Source.
==========

Keemo Mandela Angus Paul (born 21 February 1998) is a Guyanese cricketer who plays for the West Indies cricket team. He made his international debut for the team in 2018. In August 2019, Cricket West Indies named him as the T20 Player of the Year.

Domestic and T20 career
He made his List A debut on 16 January 2015 in the 2014–15 Regional Super50 tournament.

In December 2015, Paul was named in the West Indies squad for the 2016 Under-19 Cricket World Cup. During the tournament, Paul attracted some controversy when he mankaded a batsman in the last over of the final group match between the West Indies and Zimbabwe. The West Indies won the match and consequently finished second in their group, qualifying for the quarter-finals and eventually going on to win the tournament. He took 7 wickets throughout the competition, including 2 in the final against India, as well as averaging more than 40 with the bat for the tournament.

==========

Material provided.
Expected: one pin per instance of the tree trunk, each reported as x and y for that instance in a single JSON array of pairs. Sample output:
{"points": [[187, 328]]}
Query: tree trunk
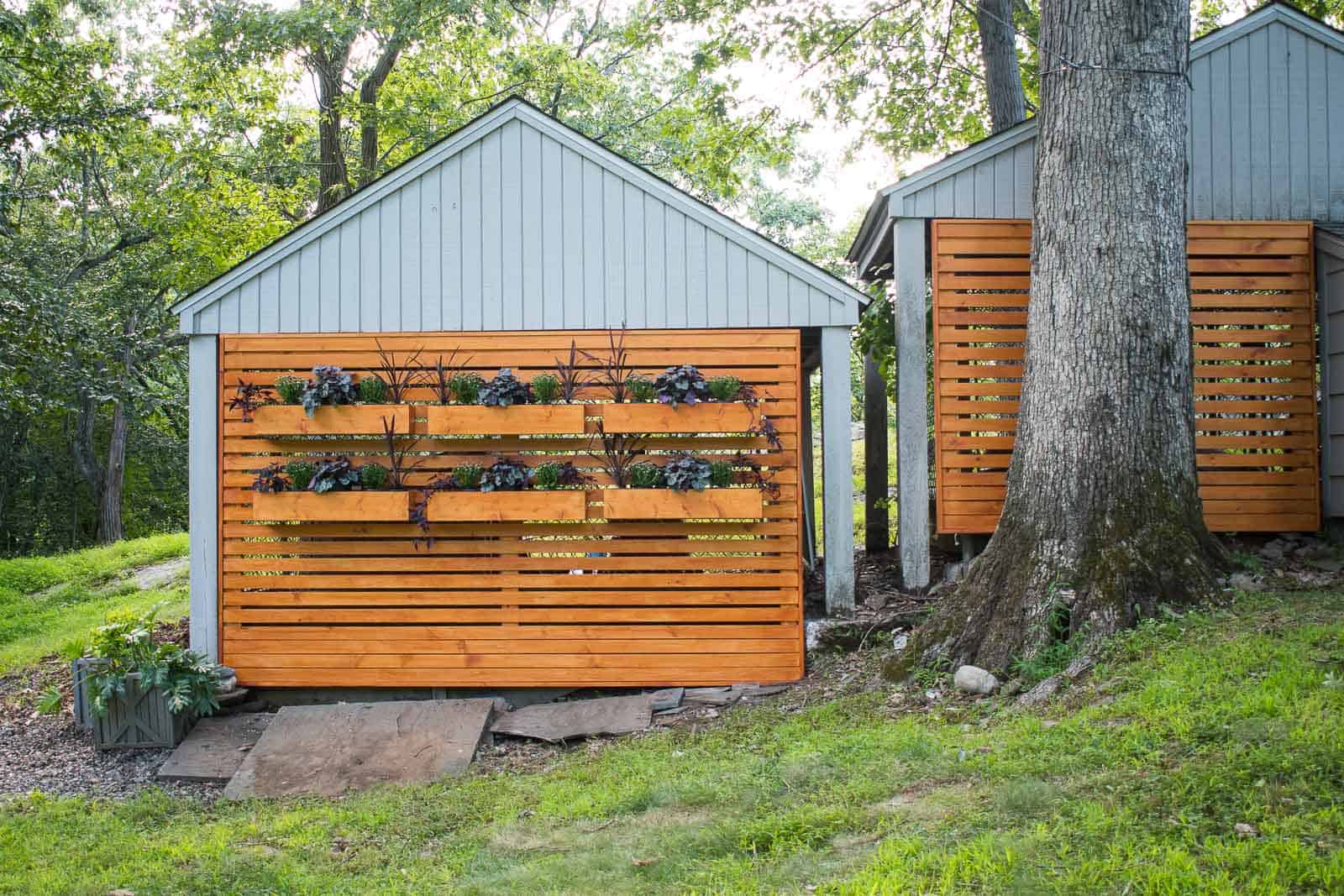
{"points": [[1102, 520], [1003, 74]]}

==========

Write what comes next in the biography of cricketer Keemo Paul above, starting after its last sentence.

He made his first-class debut for Guyana in the 2016–17 Regional Four Day Competition on 18 March 2017. He made his Twenty20 debut for Guyana Amazon Warriors in the 2017 Caribbean Premier League on 5 August 2017. In October 2017, he scored his maiden century in first-class cricket, batting for Guyana against Jamaica in the 2017–18 Regional Four Day Competition.

In June 2018, he was named the Emerging Cricketer of the Year at the annual Cricket West Indies' Awards. In October 2018, Cricket West Indies (CWI) awarded him a development contract for the 2018–19 season.

In December 2018, he was bought by the Delhi Capitals in the player auction for the 2019 Indian Premier League. In June 2019, he was selected to play for the Montreal Tigers franchise team in the 2019 Global T20 Canada tournament. In July 2020, he was named in the Guyana Amazon Warriors squad for the 2020 Caribbean Premier League.

International career
On 9 March 2018, Paul was added to the West Indies squad for the 2018 Cricket World Cup Qualifier tournament, after Sheldon Cottrell suffered an injury. He made his One Day International (ODI) debut for the West Indies against Afghanistan in the World Cup Qualifier on 15 March 2018.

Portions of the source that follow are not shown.